━━ DATASET ROWS

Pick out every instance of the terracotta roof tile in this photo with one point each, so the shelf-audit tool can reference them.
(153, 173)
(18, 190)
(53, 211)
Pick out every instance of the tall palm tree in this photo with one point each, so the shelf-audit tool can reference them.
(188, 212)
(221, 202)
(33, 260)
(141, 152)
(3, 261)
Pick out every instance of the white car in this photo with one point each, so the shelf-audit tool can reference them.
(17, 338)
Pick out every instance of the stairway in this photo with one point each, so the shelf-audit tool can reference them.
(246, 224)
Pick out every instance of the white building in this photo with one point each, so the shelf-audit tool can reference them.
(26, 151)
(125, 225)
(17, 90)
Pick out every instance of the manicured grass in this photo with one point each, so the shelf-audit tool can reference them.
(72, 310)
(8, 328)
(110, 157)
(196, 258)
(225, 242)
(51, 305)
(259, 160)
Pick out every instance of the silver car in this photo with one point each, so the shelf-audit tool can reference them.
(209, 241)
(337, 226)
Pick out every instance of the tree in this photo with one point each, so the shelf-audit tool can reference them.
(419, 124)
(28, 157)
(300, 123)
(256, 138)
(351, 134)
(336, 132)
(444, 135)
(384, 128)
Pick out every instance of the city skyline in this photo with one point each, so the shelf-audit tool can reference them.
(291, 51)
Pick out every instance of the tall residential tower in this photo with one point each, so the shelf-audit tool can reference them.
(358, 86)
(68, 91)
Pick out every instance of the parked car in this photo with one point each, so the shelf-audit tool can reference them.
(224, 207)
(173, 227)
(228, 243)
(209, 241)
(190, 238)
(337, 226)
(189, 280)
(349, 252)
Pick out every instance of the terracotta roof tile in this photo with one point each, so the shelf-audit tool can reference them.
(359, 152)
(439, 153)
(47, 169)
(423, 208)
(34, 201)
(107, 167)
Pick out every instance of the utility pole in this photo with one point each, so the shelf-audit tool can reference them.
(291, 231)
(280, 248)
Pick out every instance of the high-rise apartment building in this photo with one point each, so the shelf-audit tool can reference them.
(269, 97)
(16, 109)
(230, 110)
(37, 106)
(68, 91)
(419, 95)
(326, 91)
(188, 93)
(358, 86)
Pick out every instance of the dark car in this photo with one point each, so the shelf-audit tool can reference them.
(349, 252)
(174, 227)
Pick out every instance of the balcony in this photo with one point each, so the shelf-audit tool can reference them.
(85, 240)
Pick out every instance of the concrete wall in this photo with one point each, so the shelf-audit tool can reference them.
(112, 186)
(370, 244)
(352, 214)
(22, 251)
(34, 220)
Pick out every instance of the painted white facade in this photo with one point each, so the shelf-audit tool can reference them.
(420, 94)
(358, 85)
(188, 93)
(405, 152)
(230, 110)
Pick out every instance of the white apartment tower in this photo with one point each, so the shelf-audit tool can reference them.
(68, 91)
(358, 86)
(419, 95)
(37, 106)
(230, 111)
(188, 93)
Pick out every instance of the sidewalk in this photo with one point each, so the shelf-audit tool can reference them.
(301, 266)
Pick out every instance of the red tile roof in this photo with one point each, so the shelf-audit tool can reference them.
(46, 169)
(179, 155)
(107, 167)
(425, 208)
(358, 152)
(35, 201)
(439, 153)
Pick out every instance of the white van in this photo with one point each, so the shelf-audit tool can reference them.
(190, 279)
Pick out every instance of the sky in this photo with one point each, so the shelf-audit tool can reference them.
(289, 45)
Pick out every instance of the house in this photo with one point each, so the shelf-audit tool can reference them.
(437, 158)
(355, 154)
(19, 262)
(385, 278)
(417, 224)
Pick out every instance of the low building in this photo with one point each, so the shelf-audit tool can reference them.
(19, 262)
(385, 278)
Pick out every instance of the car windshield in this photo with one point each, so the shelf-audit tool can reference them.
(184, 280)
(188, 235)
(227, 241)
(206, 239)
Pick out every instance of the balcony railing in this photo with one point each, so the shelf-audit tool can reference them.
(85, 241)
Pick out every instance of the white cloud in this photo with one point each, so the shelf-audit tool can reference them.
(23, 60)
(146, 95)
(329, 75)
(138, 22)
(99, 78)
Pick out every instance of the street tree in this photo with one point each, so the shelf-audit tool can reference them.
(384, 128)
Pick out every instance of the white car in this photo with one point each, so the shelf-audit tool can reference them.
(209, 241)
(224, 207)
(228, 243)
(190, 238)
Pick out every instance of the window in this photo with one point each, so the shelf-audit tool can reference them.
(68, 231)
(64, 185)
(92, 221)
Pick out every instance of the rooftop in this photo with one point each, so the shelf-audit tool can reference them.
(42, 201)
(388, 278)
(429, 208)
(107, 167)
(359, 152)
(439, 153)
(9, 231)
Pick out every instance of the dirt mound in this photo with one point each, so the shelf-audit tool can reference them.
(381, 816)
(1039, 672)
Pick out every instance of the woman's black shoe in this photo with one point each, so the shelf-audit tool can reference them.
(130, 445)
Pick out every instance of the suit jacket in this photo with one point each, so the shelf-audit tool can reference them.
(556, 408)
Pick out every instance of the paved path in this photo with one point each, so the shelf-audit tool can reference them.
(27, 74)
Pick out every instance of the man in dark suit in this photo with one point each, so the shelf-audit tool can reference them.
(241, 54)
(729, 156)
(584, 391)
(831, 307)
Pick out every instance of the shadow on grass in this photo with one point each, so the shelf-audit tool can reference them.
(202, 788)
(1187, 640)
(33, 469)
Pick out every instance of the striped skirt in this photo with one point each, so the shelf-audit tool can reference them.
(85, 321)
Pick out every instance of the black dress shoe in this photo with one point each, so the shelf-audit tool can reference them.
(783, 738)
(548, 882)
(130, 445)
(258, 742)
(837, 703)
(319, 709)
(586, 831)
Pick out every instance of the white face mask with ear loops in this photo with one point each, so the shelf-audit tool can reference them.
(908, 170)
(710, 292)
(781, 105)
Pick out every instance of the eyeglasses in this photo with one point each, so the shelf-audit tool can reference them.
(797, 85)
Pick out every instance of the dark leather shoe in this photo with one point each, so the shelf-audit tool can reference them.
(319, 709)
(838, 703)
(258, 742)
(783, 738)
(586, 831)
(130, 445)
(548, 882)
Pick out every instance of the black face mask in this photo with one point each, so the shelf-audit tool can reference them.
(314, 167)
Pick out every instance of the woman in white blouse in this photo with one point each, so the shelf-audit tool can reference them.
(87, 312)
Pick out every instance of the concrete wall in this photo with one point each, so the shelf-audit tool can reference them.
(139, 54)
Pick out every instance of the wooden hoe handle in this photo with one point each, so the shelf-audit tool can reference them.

━━━━

TASK DIRECTIONS: Output exactly the lines between the one containing "Pick out every instance of the man in" and the final line above, both inclusive.

TASK OUTPUT:
Pick out every instance of the man in dark suit in this photo with one point each, so the shelf-audit tool can reference them.
(241, 54)
(729, 156)
(584, 391)
(831, 307)
Pick out every instance of the shadow on grass in this photo with one point each, so the shelf-audit tool can reference them.
(202, 788)
(1187, 640)
(33, 469)
Pick out every instance of the striped skirt in this photo with one point each, so the shelf-audit tool can reference them.
(85, 321)
Pick out every instance of the black dress shoe in this photo with one point each, so the shelf-audit tool can reference them.
(783, 738)
(548, 882)
(130, 445)
(258, 742)
(837, 703)
(319, 709)
(586, 831)
Pick out every instance of the white face mask with ear loops in this photo with one point each, so the shelf-audit tool can reference them.
(908, 170)
(710, 292)
(781, 105)
Pick out every instance of the eyeglasses in this photo with one point each, so the shelf-audit tool can reference them.
(797, 85)
Pick out every instance of the dark leather shoe in this photo with one point each, so the shelf-audit tool can reference them.
(319, 709)
(838, 703)
(258, 742)
(783, 738)
(586, 831)
(130, 445)
(548, 882)
Pick out every instance of the black face mask in this photo with one point each, so the shelf-audit tool can reference them.
(314, 167)
Pick out every instance of the woman in white blouse in this photo with one point each, so the shelf-audit tool can reference them.
(87, 312)
Pick out every instance of the concrete wall in this photo with one point each, so the shelf-audit tool can reference them.
(139, 54)
Pick out every instance of the wooden hoe handle in this photo with one point each, so the shelf-audit tool can reference them.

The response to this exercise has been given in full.